(Stored data entries)

'''

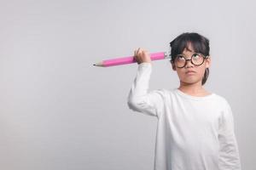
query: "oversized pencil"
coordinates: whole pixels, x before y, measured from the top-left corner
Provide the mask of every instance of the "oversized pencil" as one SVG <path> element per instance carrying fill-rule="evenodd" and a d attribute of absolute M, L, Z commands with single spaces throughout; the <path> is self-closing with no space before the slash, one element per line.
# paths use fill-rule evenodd
<path fill-rule="evenodd" d="M 170 56 L 166 52 L 150 54 L 151 60 L 164 60 L 169 58 Z M 132 63 L 137 63 L 134 56 L 128 56 L 128 57 L 120 57 L 120 58 L 105 60 L 101 62 L 96 63 L 93 65 L 108 67 L 108 66 L 114 66 L 119 65 L 126 65 L 126 64 L 132 64 Z"/>

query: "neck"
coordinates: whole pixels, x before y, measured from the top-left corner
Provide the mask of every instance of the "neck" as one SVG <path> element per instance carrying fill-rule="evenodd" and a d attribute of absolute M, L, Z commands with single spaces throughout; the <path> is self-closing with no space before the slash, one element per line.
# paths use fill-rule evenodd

'''

:: Exercise requirements ::
Copy out every line of the material above without changing a character. Leave out the pictures.

:: Expected answer ::
query: "oversized pencil"
coordinates: whole pixels, x before y, measured from the top-left corner
Provide the mask of every instance of the "oversized pencil" as one SVG <path> element per instance carrying fill-rule="evenodd" and a d attribute of absolute M, L, Z commands with single spaces throughout; the <path> is self-closing with no space before the slash, one element per line.
# paths use fill-rule evenodd
<path fill-rule="evenodd" d="M 170 56 L 166 52 L 150 54 L 151 60 L 164 60 L 169 58 Z M 132 63 L 137 63 L 134 56 L 128 56 L 128 57 L 120 57 L 120 58 L 105 60 L 101 62 L 96 63 L 93 65 L 108 67 L 108 66 L 114 66 L 119 65 L 126 65 L 126 64 L 132 64 Z"/>

query: "neck"
coordinates: whole pixels, x before y, measured from the top-left corner
Provide the mask of every instance of the "neck" as one SVG <path> element per instance carrying fill-rule="evenodd" and a d attribute of absolute M, L, Z commands with single spaces throughout; the <path> is self-closing with no space before the slash, one element per line.
# paths use fill-rule evenodd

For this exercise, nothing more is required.